### TASK ITEM
Which lines of the listing below contain the word "object"? Copy each of them.

### DATA PROVIDED
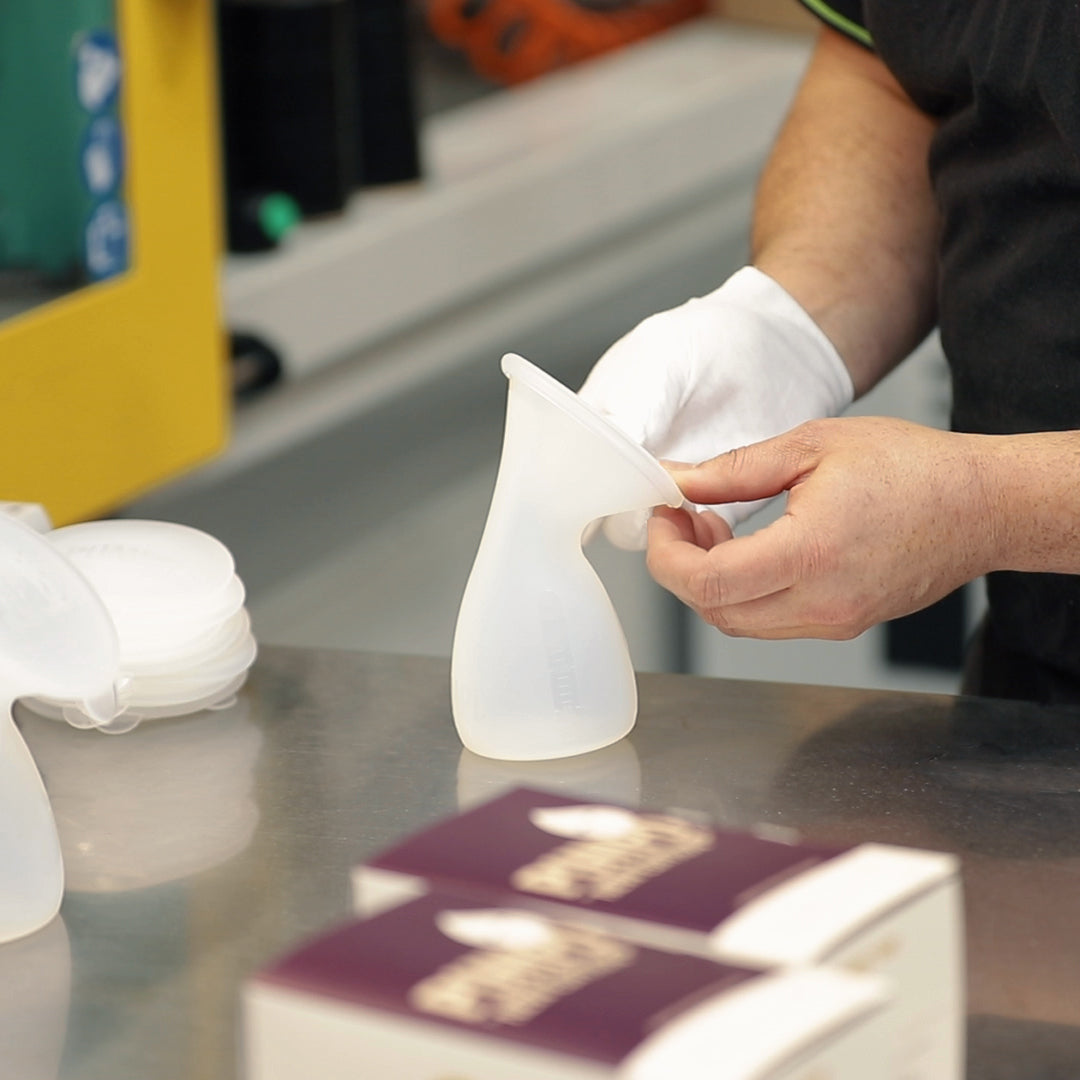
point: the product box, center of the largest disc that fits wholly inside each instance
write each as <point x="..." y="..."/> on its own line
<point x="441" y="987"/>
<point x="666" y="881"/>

...

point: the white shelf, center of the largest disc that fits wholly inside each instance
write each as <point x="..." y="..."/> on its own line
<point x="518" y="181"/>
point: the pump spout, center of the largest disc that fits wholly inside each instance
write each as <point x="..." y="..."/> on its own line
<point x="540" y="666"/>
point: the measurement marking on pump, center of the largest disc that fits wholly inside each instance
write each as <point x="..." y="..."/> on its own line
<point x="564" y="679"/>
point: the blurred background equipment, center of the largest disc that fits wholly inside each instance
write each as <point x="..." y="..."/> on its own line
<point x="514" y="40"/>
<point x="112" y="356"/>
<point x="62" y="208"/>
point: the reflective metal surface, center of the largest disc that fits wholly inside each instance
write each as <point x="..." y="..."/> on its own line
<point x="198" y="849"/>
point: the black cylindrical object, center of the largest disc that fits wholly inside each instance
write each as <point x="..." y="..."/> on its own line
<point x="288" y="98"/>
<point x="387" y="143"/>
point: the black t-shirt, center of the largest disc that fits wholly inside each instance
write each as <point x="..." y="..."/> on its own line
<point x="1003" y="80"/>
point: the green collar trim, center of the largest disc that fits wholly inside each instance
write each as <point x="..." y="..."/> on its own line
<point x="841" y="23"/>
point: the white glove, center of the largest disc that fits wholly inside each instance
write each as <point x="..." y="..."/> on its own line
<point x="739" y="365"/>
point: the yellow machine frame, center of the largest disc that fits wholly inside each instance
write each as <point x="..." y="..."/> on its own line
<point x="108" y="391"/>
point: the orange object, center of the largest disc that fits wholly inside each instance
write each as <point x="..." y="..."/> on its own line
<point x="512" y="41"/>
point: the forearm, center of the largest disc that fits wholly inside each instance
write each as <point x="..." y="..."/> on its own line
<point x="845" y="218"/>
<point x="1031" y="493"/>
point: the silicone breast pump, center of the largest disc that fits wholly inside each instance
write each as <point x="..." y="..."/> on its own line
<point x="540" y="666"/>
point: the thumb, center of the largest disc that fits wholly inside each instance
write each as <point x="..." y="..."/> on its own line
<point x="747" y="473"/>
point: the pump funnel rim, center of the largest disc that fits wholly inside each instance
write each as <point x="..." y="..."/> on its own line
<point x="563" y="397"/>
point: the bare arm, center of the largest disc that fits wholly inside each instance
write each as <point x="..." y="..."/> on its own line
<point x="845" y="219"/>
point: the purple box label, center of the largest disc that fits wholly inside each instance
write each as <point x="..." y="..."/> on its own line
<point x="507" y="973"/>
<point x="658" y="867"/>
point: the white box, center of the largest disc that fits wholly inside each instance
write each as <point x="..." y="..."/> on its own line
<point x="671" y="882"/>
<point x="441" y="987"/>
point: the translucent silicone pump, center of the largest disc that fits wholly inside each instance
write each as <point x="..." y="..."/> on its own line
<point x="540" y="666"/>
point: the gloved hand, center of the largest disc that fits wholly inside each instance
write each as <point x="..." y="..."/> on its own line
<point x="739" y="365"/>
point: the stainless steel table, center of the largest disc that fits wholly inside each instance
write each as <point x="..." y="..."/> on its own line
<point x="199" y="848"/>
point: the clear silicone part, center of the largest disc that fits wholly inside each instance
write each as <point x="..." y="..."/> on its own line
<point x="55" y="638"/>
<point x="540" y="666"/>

### SOLUTION BELOW
point: the black cylindrical object, center of the largest disc that fits wholly inside each instance
point: the orange object, center of the largest disc that fits wholly inside each instance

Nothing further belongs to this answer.